WHAT TO WORK ON:
Show all lines from the listing below that contain "dark".

INPUT FOR THIS TASK:

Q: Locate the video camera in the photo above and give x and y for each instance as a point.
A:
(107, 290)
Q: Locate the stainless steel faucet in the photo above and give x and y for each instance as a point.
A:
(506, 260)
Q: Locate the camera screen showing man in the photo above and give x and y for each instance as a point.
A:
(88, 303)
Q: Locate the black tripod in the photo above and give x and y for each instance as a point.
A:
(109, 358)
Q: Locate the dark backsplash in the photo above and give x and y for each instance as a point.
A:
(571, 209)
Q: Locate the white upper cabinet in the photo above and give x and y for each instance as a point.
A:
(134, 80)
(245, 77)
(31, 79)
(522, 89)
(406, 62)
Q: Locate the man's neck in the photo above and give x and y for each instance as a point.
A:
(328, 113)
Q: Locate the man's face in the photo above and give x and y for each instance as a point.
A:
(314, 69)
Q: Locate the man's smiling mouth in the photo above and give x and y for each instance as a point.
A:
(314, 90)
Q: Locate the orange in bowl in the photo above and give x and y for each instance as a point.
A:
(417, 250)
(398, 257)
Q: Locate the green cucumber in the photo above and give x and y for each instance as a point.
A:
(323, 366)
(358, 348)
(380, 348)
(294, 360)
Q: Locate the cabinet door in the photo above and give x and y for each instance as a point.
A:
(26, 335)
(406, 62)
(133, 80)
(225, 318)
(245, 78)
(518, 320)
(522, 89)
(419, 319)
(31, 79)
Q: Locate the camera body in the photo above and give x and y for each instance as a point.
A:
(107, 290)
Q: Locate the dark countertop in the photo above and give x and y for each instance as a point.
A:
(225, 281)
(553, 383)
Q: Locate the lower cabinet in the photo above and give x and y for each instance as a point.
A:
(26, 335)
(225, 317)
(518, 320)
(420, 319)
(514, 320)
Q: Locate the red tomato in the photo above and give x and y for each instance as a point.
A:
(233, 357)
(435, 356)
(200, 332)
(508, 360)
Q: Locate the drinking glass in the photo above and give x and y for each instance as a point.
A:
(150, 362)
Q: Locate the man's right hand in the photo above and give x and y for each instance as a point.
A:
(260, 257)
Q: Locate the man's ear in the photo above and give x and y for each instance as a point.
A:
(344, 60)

ANSWER SPACE:
Q: Locate the dark backsplash in the photo above and give x and y for each instance as a point.
Q: Locate the dark countertop in the photo above and give x and y for each instance as a point.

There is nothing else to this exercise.